## WHAT THE EXERCISE ASKS
Convert the items below into a two-column CSV with the headers "instruction" and "points", one row per item, putting each item's text and its answer in separate quoted fields with any line breaks replaced by spaces. Omit the pictures.

Dataset rows showing where objects appear:
--- Start ---

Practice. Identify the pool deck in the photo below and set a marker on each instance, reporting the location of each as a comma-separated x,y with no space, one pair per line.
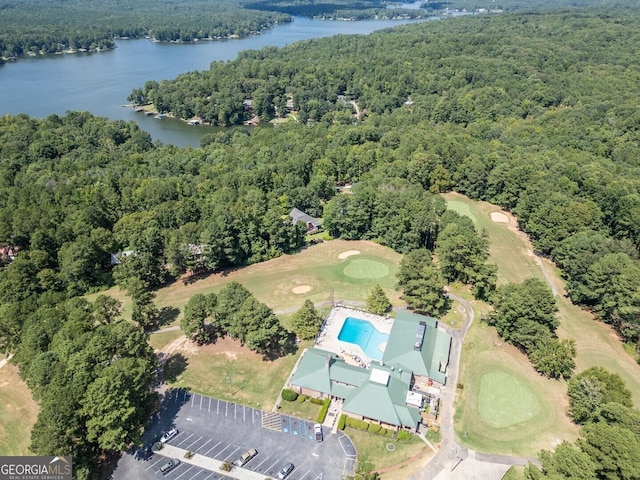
350,352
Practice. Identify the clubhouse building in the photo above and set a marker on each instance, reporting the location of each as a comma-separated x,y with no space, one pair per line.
385,383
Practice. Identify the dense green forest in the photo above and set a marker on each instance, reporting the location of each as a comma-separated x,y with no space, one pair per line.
43,26
537,113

--- End ---

## SOLUTION
instruction,points
"Practice. Identify the pool deck in the photo below and set a marker on each instance, reporting the location of each as a comma-separated x,y with no space, one pair per line.","350,352"
"Practice. Identify the clubhouse building in the photo above and set a marker on each instance, reporting the location of each as a comma-separated x,y with no space, one pair per line.","385,383"
"Practice. Identify the dense green forest in the photo above and set a marker on each instance, reporting the location of each as a comma-separated x,y with no space, one pair per line.","43,26 537,113"